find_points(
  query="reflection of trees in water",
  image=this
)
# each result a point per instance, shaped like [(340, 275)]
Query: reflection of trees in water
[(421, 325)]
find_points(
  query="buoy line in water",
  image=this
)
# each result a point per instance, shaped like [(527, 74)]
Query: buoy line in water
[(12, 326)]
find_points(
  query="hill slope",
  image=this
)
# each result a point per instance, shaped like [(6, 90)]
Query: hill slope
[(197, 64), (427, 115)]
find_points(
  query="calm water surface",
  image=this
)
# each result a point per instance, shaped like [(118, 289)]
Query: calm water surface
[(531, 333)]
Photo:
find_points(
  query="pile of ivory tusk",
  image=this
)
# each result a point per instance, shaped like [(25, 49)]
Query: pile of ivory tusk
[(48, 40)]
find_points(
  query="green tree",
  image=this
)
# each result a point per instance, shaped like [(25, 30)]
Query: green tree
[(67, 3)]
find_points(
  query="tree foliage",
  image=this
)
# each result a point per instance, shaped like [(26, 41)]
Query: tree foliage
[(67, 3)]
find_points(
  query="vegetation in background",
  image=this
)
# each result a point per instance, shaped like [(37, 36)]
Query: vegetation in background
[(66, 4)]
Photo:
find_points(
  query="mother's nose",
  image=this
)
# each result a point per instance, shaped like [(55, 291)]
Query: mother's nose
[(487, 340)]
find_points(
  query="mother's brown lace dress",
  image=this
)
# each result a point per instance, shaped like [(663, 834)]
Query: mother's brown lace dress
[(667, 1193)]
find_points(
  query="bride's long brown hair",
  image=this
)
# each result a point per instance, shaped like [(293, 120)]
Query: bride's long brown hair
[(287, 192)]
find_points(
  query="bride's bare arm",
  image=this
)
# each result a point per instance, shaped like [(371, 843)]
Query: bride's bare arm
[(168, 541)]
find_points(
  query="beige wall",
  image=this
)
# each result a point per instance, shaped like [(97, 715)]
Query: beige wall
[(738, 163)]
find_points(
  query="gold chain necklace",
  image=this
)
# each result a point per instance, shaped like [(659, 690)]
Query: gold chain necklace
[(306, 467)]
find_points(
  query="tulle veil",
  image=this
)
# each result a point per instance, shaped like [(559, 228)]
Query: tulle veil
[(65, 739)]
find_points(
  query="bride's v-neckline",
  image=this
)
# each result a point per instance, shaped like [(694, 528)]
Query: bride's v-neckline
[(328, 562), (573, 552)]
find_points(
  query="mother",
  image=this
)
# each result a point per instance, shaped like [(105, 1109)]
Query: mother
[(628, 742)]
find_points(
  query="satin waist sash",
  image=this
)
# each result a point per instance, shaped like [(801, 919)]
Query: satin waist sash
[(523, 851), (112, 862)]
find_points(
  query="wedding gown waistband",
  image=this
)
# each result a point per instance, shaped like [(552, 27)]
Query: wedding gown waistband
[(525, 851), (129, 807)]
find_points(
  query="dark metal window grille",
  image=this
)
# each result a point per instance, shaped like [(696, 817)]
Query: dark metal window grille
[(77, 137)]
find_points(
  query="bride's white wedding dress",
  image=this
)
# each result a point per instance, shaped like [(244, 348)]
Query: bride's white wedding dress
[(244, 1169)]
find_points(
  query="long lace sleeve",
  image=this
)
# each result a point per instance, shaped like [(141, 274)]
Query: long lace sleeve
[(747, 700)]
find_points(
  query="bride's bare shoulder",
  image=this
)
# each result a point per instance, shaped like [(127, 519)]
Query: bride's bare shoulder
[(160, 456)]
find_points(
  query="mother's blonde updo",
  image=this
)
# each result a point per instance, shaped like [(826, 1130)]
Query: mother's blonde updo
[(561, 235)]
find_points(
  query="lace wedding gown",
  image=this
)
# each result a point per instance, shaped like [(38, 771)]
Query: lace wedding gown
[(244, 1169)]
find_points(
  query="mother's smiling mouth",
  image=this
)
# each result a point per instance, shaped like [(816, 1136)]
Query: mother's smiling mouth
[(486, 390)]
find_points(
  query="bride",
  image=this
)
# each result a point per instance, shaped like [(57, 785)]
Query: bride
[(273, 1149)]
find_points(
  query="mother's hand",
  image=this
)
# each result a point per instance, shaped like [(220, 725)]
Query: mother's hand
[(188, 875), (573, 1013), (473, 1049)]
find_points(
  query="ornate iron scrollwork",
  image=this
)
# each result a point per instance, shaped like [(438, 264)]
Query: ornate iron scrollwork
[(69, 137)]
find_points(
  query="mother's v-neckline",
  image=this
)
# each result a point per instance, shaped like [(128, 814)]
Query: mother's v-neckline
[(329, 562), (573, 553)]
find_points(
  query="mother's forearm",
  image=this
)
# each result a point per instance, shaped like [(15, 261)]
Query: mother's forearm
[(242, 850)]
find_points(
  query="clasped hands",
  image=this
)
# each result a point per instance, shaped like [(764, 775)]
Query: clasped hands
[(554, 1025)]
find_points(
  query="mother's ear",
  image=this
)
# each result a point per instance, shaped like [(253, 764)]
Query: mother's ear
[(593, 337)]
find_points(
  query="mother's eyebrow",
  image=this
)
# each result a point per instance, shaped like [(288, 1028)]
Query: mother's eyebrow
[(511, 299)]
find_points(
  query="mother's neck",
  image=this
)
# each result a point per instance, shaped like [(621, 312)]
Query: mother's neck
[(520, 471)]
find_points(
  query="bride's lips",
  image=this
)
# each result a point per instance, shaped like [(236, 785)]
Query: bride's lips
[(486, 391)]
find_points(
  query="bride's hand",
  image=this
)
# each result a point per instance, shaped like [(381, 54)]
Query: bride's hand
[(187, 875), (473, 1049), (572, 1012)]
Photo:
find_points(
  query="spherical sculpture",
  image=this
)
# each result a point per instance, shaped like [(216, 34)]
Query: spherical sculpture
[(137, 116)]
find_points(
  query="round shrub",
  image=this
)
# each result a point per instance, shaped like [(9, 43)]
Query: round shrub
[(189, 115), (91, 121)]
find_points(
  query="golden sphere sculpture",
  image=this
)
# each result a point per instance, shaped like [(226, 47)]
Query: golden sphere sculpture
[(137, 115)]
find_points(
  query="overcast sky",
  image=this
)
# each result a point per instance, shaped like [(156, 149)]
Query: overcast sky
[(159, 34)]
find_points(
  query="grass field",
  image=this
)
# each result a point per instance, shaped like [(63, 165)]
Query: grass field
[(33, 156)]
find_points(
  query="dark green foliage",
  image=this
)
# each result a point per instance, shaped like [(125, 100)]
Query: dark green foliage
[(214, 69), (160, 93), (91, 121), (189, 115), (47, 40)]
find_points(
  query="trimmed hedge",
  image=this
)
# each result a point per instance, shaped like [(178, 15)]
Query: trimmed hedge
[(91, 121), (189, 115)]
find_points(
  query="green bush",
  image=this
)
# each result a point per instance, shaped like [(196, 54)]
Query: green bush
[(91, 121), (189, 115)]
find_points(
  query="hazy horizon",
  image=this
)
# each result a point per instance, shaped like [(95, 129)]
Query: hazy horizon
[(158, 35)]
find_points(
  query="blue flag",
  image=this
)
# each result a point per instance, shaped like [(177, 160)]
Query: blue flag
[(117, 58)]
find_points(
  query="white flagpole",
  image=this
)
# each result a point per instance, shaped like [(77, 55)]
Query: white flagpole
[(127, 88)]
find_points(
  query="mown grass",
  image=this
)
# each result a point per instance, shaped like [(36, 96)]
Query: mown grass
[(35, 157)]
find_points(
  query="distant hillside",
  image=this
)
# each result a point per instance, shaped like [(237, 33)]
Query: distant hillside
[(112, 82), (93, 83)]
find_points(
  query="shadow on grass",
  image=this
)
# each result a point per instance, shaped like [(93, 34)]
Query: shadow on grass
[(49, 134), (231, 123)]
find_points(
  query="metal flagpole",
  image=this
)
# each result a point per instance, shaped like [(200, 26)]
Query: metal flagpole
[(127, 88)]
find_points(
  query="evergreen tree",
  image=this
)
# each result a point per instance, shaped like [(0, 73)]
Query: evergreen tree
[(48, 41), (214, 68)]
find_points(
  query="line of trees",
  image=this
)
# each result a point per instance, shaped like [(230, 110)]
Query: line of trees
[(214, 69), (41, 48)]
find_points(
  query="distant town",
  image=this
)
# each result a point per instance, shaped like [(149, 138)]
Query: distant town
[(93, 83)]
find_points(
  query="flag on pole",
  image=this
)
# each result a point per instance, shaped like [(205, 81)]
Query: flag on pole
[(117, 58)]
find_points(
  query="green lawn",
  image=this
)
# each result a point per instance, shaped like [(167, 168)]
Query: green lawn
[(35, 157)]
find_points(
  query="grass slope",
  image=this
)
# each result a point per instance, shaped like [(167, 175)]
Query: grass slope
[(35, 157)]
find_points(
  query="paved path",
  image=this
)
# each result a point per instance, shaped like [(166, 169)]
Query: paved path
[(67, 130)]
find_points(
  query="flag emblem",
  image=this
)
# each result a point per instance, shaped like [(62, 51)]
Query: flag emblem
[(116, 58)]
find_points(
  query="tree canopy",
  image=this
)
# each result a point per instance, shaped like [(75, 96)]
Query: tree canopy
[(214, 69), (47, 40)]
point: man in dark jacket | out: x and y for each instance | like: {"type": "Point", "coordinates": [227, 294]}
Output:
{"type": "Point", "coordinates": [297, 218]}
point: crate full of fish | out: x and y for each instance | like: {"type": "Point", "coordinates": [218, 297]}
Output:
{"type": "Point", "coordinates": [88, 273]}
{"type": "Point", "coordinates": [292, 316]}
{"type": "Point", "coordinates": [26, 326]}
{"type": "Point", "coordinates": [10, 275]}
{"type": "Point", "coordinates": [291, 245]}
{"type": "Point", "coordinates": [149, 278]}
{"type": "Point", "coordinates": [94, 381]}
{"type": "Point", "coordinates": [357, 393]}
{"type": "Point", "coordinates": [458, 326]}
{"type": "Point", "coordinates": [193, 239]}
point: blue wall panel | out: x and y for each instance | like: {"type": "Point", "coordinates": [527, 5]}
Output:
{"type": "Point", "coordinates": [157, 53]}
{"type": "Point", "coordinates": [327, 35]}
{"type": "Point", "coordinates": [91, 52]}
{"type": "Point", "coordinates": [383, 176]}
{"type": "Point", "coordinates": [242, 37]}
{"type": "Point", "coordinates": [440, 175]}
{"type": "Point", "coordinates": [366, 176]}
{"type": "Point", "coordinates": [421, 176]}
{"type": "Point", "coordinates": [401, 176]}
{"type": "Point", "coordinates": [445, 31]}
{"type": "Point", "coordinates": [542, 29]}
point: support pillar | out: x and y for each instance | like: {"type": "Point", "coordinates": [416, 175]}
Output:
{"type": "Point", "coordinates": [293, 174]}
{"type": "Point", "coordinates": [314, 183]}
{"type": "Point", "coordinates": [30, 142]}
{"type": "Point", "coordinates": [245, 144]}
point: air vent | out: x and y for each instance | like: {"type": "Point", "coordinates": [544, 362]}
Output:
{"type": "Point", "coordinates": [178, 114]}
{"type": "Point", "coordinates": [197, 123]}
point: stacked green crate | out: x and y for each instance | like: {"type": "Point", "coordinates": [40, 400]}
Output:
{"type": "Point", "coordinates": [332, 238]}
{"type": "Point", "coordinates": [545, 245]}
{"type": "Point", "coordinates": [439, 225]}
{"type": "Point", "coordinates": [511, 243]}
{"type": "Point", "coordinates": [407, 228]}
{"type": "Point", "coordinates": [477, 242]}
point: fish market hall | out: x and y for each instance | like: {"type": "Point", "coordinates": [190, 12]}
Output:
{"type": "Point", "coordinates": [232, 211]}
▬▬▬
EXERCISE DESCRIPTION. Starting with the line that contains "point: air vent", return each line through the last one of the data above, exactly as written and nothing more.

THE RESPONSE.
point: air vent | out: x and y for each instance | like: {"type": "Point", "coordinates": [544, 362]}
Output:
{"type": "Point", "coordinates": [178, 114]}
{"type": "Point", "coordinates": [197, 123]}
point: stacked green crate | out: x and y for each instance | like: {"type": "Point", "coordinates": [40, 400]}
Output:
{"type": "Point", "coordinates": [332, 238]}
{"type": "Point", "coordinates": [545, 245]}
{"type": "Point", "coordinates": [439, 225]}
{"type": "Point", "coordinates": [511, 243]}
{"type": "Point", "coordinates": [407, 228]}
{"type": "Point", "coordinates": [477, 242]}
point: fish market hall | out: x and y for each instance | like: {"type": "Point", "coordinates": [190, 12]}
Output:
{"type": "Point", "coordinates": [232, 211]}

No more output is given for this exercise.